*Rangel Alves da Costa
Sábado, em Poço Redondo, no sertão sergipano.
Sentado numa das salas do Memorial Alcino Alves Costa, ante uma mesa de verniz
antigo, envolto em objetos e retalhos sertanejos, diante de mim essa máquina de
escrever e mais ao lado uma representação sertaneja que me prende a atenção: um
carro-de-boi.
Sim, sobre a mesa um pequeno carro-de-bois. Todo
em madeira rústica, artesanalmente trabalhado, tudo contém de um carro-de-bois
de verdade: canga, canzil, arreia, cabeçalho, fueiro, mesa, roda de madeira,
etc. Só faltando mesmo o carreiro. Contudo, o mais importante: a exata
representação de um sertão que pouco se avista na própria terra sertaneja. Tal
tipo de transporte sumiu das ruas, das estradas, das veredas matutas, das
malhadas das fazendas e pequenas propriedades.
Aqui escrevendo, olho de lado e sinto a sua
presença, posso até tocá-lo. Num tempo de sertão sem veículos, sem asfalto, sem
motores roncando e sem os atropelos das máquinas, somente as rodas e as patas
da terra para conduzir o progresso. No lombo do burro, do jegue, da mula, os
cestos pendendo nos dois lados, no trote da condução da colheita, do produto
tão necessário à sobrevivência.
Pelos estradões empoeirados, pedregosos e
distantes de tudo, os comboios e comboeiros levando e trazendo o comércio de
então. Mas no contexto de cada localidade, o atrelamento de bois à canga já se
fazia suficiente para o transporte de tudo. Assim iam os carros-de-boi gemendo
pelos sertões, rangendo sua madeira, guiados pelos carreiros. Geralmente de
chibata à mão, ou mesmo com vara de ponta afiada para ferir as ancas dos bichos
e fazê-los apressar, assim garantiam a chegada.
Olho ao lado e avisto o pequeno carro-de-boi,
miniatura de um sertão inteiro. Não há que se falar em sertão sem relembrar o
boi, o curral, o vaqueiro, o cavalo, a catingueira, o mandacaru, a vereda
espinhenta, o casebre, o próprio sertanejo. E também o carro-de-boi como
condutor de vidas e gerações, como o transporte para se vencer os desafios das
cargas mais pesadas, pois levando saco de milho, de feijão, a palma cortada, os
feixes de capim. E muito mais.
No ranger da madeira, no ruído das rodas, no
cicio da terra, no silêncio cansado dos bois e no brado do carreiro, assim a
jornada até a porteira se abrir. A madeira forte, porém já envelhecida e
enfadada da luta, parecia gemer no solavanco da estrada. Quanto mais graxa era
colocada nas engrenagens de madeira, mais o gemido ecoava. Com o peso do
carrego, as rodas abrindo sulcos sobre a terra e fazendo surgir um soluçar
mastigado. O carreiro nunca gostou de som lamentoso e açoitava e ferroava o
bicho para seguir mais depressa. E na sua voz a ordem ouvida e entendida pelos
bois: Vai-te Estrela, vai Ouro Fino!

## EXERCÍCIO PROPOSTO
Enumere todas as partes da miniatura que o texto sobre o carro-de-boi cita nominalmente ao descrevê-la.

## AMOSTRA DOS DADOS
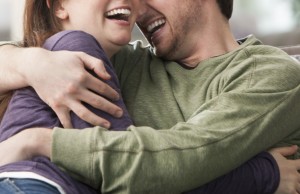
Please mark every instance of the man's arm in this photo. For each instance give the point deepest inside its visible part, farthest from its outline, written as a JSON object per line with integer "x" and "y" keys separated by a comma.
{"x": 59, "y": 78}
{"x": 10, "y": 76}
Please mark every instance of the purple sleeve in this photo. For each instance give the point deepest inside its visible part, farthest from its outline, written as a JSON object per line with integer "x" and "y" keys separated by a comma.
{"x": 259, "y": 175}
{"x": 81, "y": 41}
{"x": 26, "y": 110}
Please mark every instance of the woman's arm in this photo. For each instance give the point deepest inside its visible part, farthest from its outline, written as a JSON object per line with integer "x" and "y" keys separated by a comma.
{"x": 60, "y": 79}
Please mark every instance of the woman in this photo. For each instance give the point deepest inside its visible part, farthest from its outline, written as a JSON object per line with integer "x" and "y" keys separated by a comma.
{"x": 65, "y": 25}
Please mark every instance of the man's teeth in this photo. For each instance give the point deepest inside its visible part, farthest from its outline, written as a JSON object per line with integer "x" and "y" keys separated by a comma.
{"x": 155, "y": 24}
{"x": 119, "y": 11}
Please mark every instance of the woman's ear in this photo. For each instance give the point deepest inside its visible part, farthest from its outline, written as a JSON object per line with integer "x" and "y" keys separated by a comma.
{"x": 60, "y": 10}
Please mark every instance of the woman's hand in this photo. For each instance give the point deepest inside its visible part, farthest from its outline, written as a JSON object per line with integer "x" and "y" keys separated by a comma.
{"x": 61, "y": 80}
{"x": 25, "y": 145}
{"x": 289, "y": 175}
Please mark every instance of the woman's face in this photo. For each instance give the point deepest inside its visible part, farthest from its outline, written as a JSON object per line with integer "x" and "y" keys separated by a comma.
{"x": 109, "y": 21}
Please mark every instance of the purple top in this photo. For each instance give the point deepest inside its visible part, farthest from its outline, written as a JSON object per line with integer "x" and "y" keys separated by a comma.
{"x": 27, "y": 110}
{"x": 259, "y": 175}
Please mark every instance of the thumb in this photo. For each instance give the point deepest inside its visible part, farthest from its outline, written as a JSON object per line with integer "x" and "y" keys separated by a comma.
{"x": 95, "y": 65}
{"x": 285, "y": 151}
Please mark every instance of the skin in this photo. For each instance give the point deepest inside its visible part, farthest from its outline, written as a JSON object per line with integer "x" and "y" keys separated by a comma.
{"x": 92, "y": 17}
{"x": 187, "y": 36}
{"x": 209, "y": 41}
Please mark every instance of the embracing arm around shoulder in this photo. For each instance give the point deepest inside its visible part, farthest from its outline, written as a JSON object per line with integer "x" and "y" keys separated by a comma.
{"x": 59, "y": 78}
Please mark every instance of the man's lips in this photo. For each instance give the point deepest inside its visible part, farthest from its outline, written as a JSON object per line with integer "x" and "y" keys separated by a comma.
{"x": 119, "y": 14}
{"x": 155, "y": 25}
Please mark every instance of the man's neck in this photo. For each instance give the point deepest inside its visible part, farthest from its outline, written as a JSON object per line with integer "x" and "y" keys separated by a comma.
{"x": 212, "y": 45}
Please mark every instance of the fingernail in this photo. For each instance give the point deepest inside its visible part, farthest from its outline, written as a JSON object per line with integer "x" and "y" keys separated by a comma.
{"x": 117, "y": 97}
{"x": 106, "y": 125}
{"x": 119, "y": 113}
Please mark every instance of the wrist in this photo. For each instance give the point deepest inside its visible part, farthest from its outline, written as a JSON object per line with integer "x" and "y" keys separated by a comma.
{"x": 27, "y": 63}
{"x": 39, "y": 142}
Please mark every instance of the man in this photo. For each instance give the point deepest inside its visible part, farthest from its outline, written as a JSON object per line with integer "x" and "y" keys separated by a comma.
{"x": 232, "y": 99}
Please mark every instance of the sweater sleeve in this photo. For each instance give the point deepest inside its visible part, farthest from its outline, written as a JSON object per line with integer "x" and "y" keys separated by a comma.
{"x": 258, "y": 175}
{"x": 191, "y": 154}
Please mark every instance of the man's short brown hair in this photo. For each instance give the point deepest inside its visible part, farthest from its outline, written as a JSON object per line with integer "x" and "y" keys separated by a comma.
{"x": 226, "y": 7}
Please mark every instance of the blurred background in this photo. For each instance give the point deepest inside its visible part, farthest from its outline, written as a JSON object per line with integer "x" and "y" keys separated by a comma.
{"x": 275, "y": 22}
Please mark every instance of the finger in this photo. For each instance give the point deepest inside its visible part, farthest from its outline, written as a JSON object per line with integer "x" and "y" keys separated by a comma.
{"x": 88, "y": 116}
{"x": 101, "y": 88}
{"x": 64, "y": 117}
{"x": 286, "y": 151}
{"x": 101, "y": 103}
{"x": 96, "y": 65}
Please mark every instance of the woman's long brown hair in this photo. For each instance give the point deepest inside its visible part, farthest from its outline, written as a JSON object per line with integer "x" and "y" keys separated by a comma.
{"x": 39, "y": 23}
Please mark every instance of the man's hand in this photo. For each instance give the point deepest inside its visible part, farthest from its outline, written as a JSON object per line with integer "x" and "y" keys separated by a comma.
{"x": 25, "y": 145}
{"x": 61, "y": 80}
{"x": 289, "y": 175}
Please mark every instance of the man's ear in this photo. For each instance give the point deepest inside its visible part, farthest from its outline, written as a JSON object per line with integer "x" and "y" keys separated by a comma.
{"x": 59, "y": 8}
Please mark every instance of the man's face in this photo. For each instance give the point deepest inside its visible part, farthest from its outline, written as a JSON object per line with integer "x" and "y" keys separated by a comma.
{"x": 169, "y": 25}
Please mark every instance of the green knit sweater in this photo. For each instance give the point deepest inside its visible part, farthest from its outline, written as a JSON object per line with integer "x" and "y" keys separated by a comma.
{"x": 191, "y": 125}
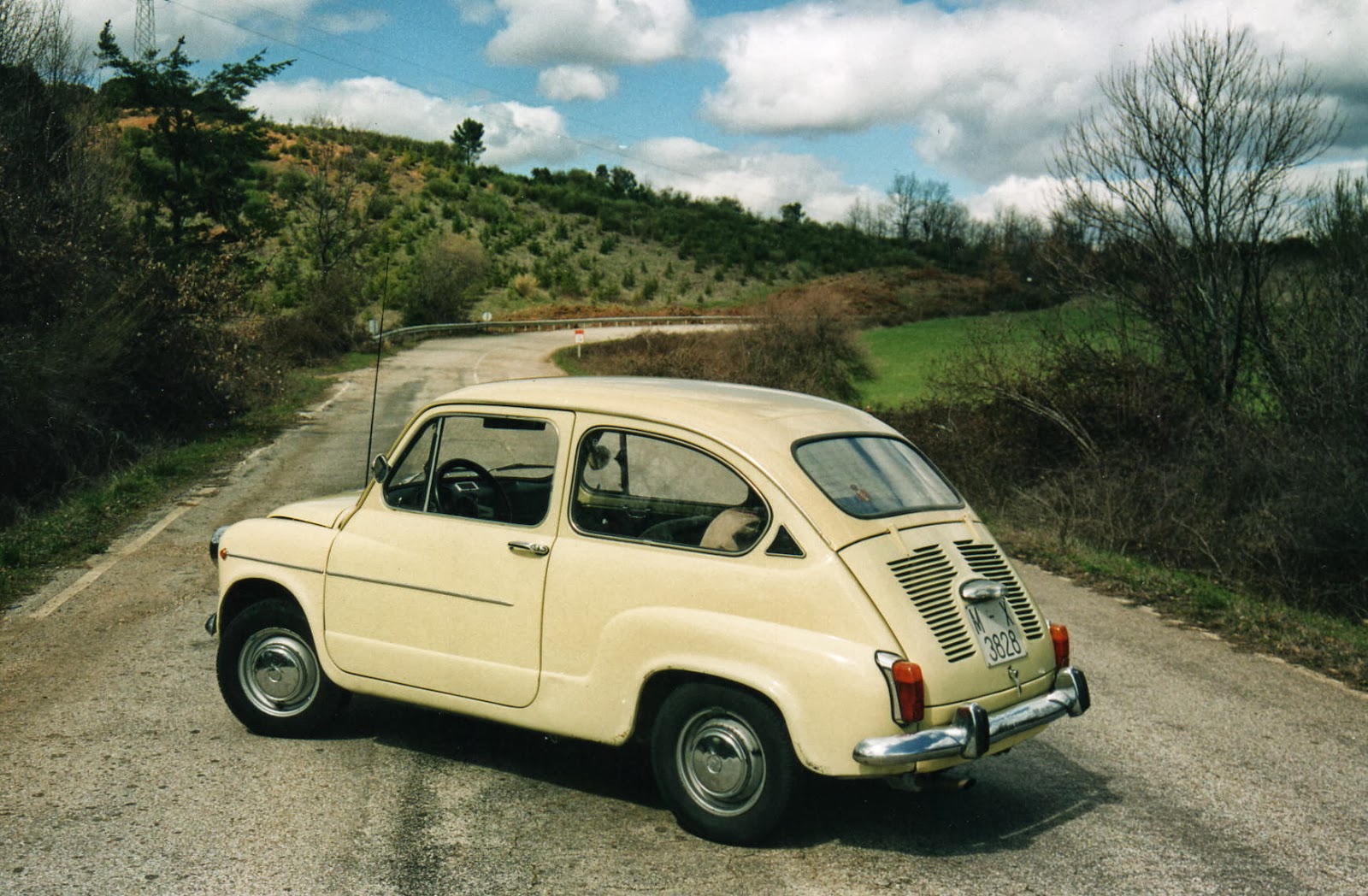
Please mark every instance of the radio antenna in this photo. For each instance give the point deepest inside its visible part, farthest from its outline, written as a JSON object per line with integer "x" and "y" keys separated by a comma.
{"x": 380, "y": 352}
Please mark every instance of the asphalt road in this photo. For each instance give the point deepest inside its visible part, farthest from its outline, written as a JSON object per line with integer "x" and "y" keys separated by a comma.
{"x": 1200, "y": 769}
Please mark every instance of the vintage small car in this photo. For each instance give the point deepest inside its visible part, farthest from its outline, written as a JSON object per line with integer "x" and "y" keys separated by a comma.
{"x": 756, "y": 583}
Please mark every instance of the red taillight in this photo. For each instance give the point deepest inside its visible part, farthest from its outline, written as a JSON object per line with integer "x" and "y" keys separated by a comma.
{"x": 1059, "y": 635}
{"x": 910, "y": 691}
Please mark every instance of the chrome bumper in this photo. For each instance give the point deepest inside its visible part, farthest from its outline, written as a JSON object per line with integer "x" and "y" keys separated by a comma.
{"x": 975, "y": 731}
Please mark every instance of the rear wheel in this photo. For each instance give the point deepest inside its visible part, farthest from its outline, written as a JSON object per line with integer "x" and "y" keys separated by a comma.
{"x": 270, "y": 674}
{"x": 724, "y": 763}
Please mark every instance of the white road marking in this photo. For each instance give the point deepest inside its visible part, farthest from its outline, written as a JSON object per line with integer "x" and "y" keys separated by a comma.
{"x": 103, "y": 567}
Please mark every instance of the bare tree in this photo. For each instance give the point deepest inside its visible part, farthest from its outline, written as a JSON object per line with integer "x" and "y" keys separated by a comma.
{"x": 1183, "y": 182}
{"x": 328, "y": 207}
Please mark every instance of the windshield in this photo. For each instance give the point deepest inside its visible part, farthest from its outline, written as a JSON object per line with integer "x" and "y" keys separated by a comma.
{"x": 875, "y": 476}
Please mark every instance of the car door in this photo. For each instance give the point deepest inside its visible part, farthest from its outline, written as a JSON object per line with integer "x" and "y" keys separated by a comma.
{"x": 437, "y": 581}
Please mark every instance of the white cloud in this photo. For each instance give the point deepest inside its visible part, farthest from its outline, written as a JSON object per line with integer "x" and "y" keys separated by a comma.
{"x": 989, "y": 86}
{"x": 763, "y": 181}
{"x": 1029, "y": 196}
{"x": 513, "y": 133}
{"x": 355, "y": 22}
{"x": 476, "y": 11}
{"x": 576, "y": 82}
{"x": 593, "y": 32}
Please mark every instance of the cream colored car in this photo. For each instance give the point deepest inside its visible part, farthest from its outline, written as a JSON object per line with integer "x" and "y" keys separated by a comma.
{"x": 757, "y": 583}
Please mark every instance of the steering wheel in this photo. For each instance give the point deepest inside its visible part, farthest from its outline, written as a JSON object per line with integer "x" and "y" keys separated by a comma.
{"x": 463, "y": 504}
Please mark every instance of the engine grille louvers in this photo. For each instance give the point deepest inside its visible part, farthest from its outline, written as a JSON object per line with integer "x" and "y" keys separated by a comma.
{"x": 988, "y": 563}
{"x": 928, "y": 578}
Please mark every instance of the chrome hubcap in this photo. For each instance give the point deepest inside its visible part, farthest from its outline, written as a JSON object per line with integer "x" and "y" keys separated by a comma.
{"x": 278, "y": 672}
{"x": 722, "y": 763}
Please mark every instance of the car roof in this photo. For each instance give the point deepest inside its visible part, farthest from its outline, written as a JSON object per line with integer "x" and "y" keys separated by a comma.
{"x": 727, "y": 412}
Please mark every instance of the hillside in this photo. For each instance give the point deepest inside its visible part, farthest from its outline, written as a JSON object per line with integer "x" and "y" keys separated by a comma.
{"x": 557, "y": 244}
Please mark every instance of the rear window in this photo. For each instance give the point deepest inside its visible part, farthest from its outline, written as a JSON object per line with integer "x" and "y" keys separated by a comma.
{"x": 875, "y": 476}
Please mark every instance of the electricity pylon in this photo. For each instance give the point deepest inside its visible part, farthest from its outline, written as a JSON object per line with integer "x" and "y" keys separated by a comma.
{"x": 145, "y": 29}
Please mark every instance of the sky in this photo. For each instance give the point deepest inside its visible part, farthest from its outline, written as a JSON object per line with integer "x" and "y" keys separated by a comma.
{"x": 813, "y": 102}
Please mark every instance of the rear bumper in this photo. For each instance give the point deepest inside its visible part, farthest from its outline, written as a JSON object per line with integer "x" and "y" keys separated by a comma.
{"x": 975, "y": 731}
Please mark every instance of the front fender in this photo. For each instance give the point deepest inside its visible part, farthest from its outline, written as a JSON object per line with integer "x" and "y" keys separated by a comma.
{"x": 268, "y": 556}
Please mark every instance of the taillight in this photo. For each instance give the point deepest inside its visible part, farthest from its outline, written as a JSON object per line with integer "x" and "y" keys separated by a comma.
{"x": 906, "y": 690}
{"x": 910, "y": 691}
{"x": 1059, "y": 635}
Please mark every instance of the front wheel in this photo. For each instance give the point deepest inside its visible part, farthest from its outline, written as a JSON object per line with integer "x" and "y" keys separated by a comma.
{"x": 270, "y": 675}
{"x": 724, "y": 763}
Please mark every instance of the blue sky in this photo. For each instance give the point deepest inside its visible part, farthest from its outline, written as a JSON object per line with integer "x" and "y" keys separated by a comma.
{"x": 814, "y": 102}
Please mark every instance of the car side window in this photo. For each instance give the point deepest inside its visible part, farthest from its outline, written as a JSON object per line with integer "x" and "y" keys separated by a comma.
{"x": 479, "y": 467}
{"x": 650, "y": 489}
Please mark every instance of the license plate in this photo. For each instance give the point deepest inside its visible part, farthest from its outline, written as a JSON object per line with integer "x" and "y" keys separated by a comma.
{"x": 995, "y": 627}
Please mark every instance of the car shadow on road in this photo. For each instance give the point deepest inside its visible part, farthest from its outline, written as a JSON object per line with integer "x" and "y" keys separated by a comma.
{"x": 1017, "y": 798}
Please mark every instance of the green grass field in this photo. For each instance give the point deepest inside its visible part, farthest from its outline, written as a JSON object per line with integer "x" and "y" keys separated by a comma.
{"x": 910, "y": 360}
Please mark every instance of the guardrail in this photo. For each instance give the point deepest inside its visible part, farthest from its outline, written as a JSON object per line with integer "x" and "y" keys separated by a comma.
{"x": 565, "y": 323}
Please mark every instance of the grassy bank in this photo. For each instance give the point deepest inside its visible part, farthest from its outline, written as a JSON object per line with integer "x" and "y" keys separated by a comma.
{"x": 88, "y": 519}
{"x": 909, "y": 362}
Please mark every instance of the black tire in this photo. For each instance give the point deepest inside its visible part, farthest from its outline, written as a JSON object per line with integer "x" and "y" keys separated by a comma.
{"x": 270, "y": 674}
{"x": 724, "y": 763}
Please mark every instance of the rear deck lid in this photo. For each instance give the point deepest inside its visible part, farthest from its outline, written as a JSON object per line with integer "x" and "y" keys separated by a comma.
{"x": 966, "y": 647}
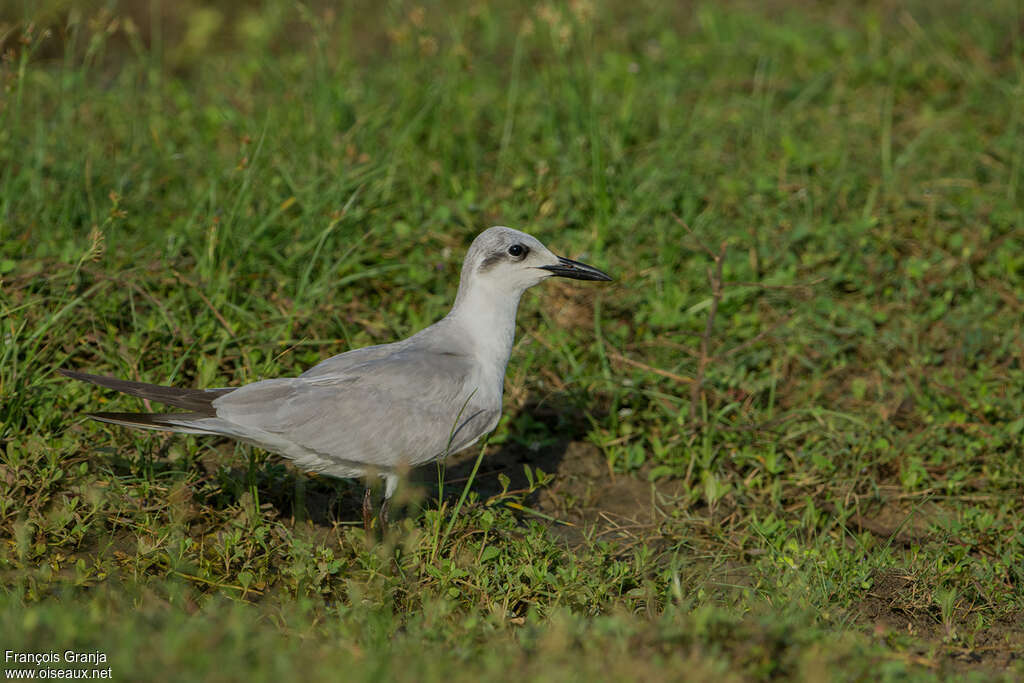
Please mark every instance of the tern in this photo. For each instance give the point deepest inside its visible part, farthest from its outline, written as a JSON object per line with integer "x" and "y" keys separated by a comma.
{"x": 379, "y": 410}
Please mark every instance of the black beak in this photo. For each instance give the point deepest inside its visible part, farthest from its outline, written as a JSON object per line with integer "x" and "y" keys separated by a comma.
{"x": 568, "y": 268}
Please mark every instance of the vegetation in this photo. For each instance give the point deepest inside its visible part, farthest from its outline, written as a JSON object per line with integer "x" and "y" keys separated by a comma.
{"x": 784, "y": 443}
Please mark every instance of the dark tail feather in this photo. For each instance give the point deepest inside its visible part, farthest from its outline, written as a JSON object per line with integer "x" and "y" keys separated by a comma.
{"x": 200, "y": 400}
{"x": 174, "y": 422}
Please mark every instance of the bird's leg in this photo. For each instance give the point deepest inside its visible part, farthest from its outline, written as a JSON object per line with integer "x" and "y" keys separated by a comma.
{"x": 368, "y": 510}
{"x": 383, "y": 516}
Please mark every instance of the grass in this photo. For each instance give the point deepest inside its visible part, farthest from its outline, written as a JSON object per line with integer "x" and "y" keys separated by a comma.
{"x": 211, "y": 196}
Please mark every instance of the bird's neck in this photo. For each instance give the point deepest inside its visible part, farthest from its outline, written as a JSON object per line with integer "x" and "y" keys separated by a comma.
{"x": 486, "y": 317}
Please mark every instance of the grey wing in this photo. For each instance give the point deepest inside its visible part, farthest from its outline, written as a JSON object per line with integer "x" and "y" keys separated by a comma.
{"x": 403, "y": 410}
{"x": 343, "y": 363}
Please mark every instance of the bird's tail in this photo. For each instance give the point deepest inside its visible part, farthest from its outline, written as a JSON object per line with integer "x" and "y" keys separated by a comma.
{"x": 185, "y": 423}
{"x": 200, "y": 401}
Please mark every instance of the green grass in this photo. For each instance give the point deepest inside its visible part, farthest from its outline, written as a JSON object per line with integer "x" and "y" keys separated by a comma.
{"x": 207, "y": 197}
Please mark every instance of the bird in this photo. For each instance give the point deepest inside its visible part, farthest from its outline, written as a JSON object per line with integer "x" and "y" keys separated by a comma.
{"x": 380, "y": 410}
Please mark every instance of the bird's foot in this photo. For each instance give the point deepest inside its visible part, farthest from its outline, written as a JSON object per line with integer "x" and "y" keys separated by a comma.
{"x": 368, "y": 510}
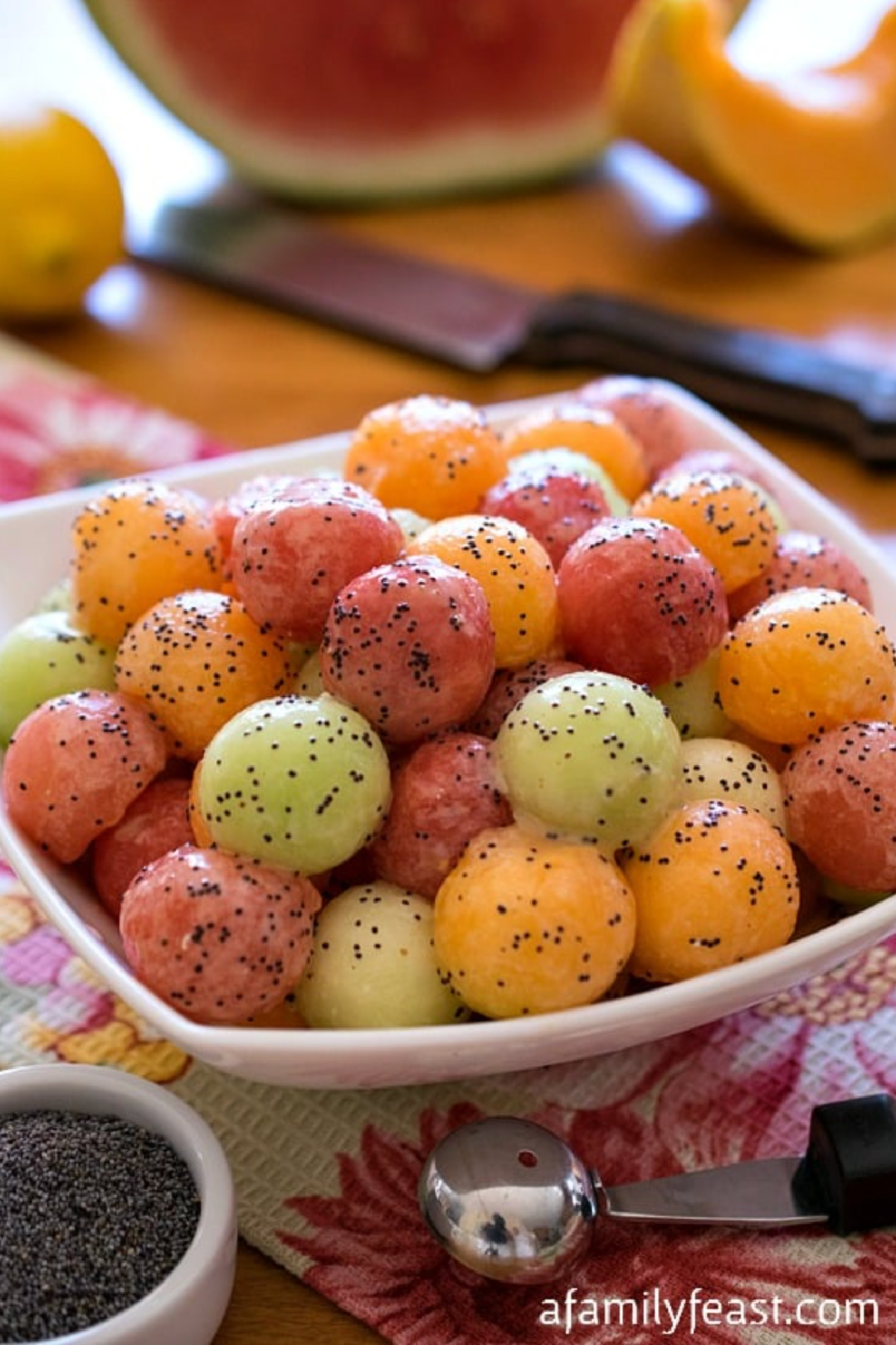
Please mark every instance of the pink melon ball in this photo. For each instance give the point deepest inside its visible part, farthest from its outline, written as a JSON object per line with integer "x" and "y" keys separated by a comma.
{"x": 441, "y": 797}
{"x": 411, "y": 646}
{"x": 840, "y": 799}
{"x": 637, "y": 599}
{"x": 216, "y": 935}
{"x": 75, "y": 767}
{"x": 156, "y": 822}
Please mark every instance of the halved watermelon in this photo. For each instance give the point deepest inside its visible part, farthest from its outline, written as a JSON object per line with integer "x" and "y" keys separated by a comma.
{"x": 379, "y": 99}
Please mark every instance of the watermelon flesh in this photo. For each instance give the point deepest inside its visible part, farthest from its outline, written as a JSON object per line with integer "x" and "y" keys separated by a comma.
{"x": 357, "y": 99}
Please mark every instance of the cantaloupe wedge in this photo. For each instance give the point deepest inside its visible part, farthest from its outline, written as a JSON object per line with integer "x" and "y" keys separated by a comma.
{"x": 810, "y": 156}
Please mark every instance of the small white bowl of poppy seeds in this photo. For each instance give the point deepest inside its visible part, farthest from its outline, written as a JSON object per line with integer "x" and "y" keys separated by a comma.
{"x": 117, "y": 1212}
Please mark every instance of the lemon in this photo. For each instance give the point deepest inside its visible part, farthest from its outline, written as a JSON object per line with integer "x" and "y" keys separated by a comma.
{"x": 60, "y": 213}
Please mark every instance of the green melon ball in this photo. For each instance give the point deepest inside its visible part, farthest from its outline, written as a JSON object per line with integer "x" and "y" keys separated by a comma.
{"x": 590, "y": 757}
{"x": 45, "y": 656}
{"x": 298, "y": 782}
{"x": 373, "y": 965}
{"x": 693, "y": 701}
{"x": 721, "y": 768}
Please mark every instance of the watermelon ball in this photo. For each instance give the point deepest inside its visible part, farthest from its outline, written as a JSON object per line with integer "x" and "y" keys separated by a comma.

## RESULTADO DA TAREFA
As partes citadas são canga, canzil, arreia, cabeçalho, fueiro, mesa e roda de madeira.